DO THIS :: Rewrite every one of the records below with "tag" replaced by "mark" and everything else left unchanged. Omit the pictures from your answer.

TASK DATA ::
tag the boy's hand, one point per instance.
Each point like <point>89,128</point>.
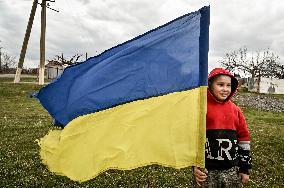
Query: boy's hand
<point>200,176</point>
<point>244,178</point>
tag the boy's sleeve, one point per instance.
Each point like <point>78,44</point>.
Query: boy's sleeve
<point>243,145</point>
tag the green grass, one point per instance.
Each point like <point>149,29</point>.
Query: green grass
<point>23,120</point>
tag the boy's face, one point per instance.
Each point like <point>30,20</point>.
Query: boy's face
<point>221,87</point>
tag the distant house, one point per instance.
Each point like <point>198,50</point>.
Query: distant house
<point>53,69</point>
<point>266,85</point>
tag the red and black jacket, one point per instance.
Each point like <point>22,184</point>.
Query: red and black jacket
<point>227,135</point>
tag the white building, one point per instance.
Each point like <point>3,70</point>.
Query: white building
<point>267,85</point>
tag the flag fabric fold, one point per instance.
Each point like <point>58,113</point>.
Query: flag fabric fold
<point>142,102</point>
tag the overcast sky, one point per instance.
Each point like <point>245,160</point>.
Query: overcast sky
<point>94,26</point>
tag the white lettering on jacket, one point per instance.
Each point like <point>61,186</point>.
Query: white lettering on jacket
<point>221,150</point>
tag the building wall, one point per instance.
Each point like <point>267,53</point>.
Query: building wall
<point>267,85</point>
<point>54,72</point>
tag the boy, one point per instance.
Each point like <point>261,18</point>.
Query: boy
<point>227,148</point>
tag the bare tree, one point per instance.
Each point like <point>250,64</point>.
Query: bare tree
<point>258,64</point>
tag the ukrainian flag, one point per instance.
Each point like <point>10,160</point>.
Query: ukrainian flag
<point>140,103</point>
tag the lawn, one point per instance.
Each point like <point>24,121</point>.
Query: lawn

RESULT ::
mark the boy's hand, one point per instance.
Each point like <point>89,128</point>.
Query: boy's hand
<point>200,176</point>
<point>244,178</point>
mark the boy's sleeve, one point per instance.
Each point like <point>78,44</point>.
Query: boy's sleeve
<point>243,145</point>
mark the green grass, one point per instance.
Each point like <point>149,29</point>.
Query: green grass
<point>23,120</point>
mark the boy's face, one point per instance.
Each point like <point>30,20</point>.
Query: boy's face
<point>221,87</point>
mark the distant house, one point per instance.
Each point like <point>198,50</point>.
Query: distant house
<point>53,69</point>
<point>266,85</point>
mark the red and black jacket, one point per instance.
Each point like <point>22,184</point>.
Query: red and black jacket
<point>227,135</point>
mark the white building, one point per instance.
Each point like <point>3,70</point>.
Query: white building
<point>267,85</point>
mark the flag fabric fold, one point per instance.
Each point like <point>58,113</point>.
Query: flag fabric fold
<point>142,102</point>
mark the overcast sky, one point per instance.
Each point like <point>245,160</point>.
Query: overcast sky
<point>94,26</point>
mark the white lettering on jacket, one point per instance.
Each point like <point>61,186</point>.
Query: white lettering on jacket
<point>221,150</point>
mark the building wall, one point per instance.
Each point like <point>267,53</point>.
Query: building wall
<point>267,85</point>
<point>54,72</point>
mark the boy, one point per instance.
Each point like <point>261,18</point>.
Query: boy
<point>227,148</point>
mark the bare tree, one point per instance.
Each point like <point>250,64</point>.
Query: bare tree
<point>258,64</point>
mark the ukrainian flag, one point per instance.
Each point like <point>10,160</point>.
Query: ukrainian flag
<point>140,103</point>
mark the lawn, one point per instance.
Each point like <point>24,121</point>.
Query: lawn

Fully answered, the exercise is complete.